Supplied data:

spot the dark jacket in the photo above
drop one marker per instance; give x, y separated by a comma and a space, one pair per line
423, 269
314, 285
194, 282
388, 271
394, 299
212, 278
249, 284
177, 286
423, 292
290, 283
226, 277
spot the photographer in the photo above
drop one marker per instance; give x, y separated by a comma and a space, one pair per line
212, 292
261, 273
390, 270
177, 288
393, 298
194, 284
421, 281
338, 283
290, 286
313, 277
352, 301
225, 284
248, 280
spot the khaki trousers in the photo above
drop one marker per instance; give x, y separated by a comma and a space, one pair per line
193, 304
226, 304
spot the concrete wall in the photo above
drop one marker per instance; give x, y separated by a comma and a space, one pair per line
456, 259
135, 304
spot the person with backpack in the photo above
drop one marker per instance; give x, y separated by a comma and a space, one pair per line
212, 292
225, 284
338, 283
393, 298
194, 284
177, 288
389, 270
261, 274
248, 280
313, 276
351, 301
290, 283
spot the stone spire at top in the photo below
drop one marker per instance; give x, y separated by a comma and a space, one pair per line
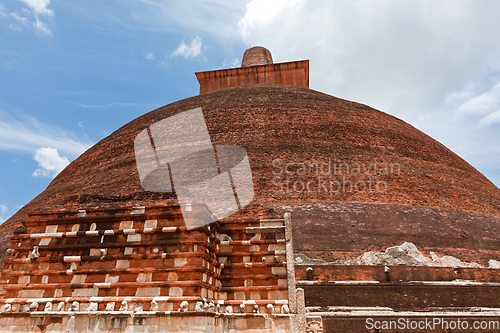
256, 56
257, 67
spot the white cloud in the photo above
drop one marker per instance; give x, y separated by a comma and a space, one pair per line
191, 51
39, 6
41, 27
484, 103
392, 55
20, 19
418, 60
49, 162
490, 119
26, 134
214, 17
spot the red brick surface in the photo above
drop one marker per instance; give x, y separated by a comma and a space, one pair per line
300, 125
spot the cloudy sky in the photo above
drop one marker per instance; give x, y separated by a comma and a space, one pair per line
72, 72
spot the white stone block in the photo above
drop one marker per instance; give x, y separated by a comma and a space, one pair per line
120, 263
175, 291
126, 225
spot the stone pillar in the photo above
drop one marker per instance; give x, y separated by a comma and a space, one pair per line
301, 311
290, 264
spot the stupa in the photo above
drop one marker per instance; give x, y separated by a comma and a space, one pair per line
355, 218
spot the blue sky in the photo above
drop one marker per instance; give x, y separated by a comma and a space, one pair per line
71, 73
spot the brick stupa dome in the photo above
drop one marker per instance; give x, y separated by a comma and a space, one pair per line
433, 199
332, 180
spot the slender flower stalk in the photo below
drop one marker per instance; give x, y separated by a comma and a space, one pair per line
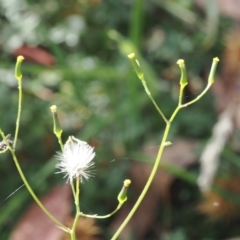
164, 142
76, 160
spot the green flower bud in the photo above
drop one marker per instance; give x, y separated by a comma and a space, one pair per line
212, 74
183, 80
56, 125
18, 73
136, 65
122, 196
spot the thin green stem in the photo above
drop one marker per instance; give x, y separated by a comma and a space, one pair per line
158, 159
30, 189
76, 198
19, 111
150, 179
105, 216
198, 97
158, 109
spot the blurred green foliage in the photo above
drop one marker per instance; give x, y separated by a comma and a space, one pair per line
98, 95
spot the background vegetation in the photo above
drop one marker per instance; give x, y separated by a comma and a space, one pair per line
75, 55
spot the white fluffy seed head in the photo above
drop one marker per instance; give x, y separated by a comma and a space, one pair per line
76, 159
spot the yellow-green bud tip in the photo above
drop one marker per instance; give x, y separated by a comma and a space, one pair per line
180, 62
131, 55
53, 108
127, 182
20, 58
18, 73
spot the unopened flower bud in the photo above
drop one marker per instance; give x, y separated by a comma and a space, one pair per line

Given instruction:
Write out all the entries word for word, but skip any images.

Result:
spot the dark jacket in the photo above
drop one marker per instance; give x, y separated by a comma and a space, one pair per line
423, 269
314, 285
194, 282
388, 271
394, 299
212, 278
249, 284
177, 286
423, 292
290, 283
226, 277
spot the photographer in the photo above
drop one marker per instance; give x, y separated by a comma and a space, one pair per line
212, 292
261, 273
390, 270
177, 288
393, 298
194, 284
421, 281
338, 283
290, 286
313, 277
352, 301
225, 284
248, 280
spot the khaki trousers in the photo above
drop one marker per instance; give x, y separated by a comma and a space, one pair per line
193, 304
226, 304
spot the concrete wall in the photo above
drop one marker per instance; give x, y separated by a comma and a space, one pair per line
456, 259
135, 304
spot the person with backpack in the photo above
drop one marker per instance; give x, y separated by a comma and a space, one pair per line
212, 292
225, 284
338, 283
393, 298
194, 284
177, 288
389, 270
261, 274
248, 280
313, 276
351, 301
290, 283
spot the stone spire at top in the photo below
drop one marker per instance; give x, y separated by a comma and a space, one pair per line
256, 56
257, 67
spot the white cloud in the photo above
drop one marker per instance; give x, y separated by a comma and a space, one pair per line
191, 51
39, 6
41, 27
484, 103
392, 55
20, 19
418, 60
49, 162
490, 119
26, 134
214, 17
spot the red brick surface in the photo above
drop one marker per instance; give x, y separated by a comma and a space, one pair per line
300, 125
spot the cloudy sky in the photo above
drop one marker per instance; give x, y separated by a comma and a space, one pair per line
72, 72
spot the white stone block in the photo above
drop one marker per instance; give x, y separated by a comma and a space, one pair per line
120, 263
175, 291
126, 225
spot the stone pillar in the photo above
drop one marker per instance; give x, y separated by a comma and a space, one pair per line
301, 311
290, 264
spot the stupa in the photo above
drop one marker per instance; give x, y separated by a comma and a space, one pair per line
355, 218
spot the blue sky in the photo above
drop one marker per instance; give x, y separated by a comma and a space, one pair per line
71, 73
spot the brick stupa dome in the photo above
drop one marker per instance; give x, y separated by a comma and a space, one pair per line
433, 199
332, 180
spot the slender flower stalk in the photo below
drop one marker per instance; give x, y separated by a comma and a space, one pair per line
164, 142
76, 160
spot the green flower bud in the photo above
drop one marker per instance; give x, y separated by a comma and a space, one pair per line
212, 74
183, 80
56, 125
18, 73
136, 65
122, 196
spot the thin green stem in the photo above
drop one marker per instance; give x, y separated by a comma and a space, one pair per line
158, 159
30, 189
76, 198
19, 111
150, 179
105, 216
198, 97
158, 109
spot the blurred green foliage in the photo above
drop one marker per instance; give x, y separated by a comma and a space, one pair per line
98, 95
spot the background vegetation in the photo above
drop one marker per instance; give x, y separated by a comma and a space, one pair per line
75, 55
spot the white fluffy seed head in the photo above
drop one marker per instance; give x, y separated by a comma and a space, one pair per line
76, 159
spot the yellow-green bud tip in the photo above
drop one marker per instance; give x, y separated by a comma and a space, one pair per line
180, 62
131, 55
53, 108
127, 182
20, 58
18, 73
spot the unopened flower bud in the photo above
drop one marker per instance; give x, y separated by a comma and a space, one pair per line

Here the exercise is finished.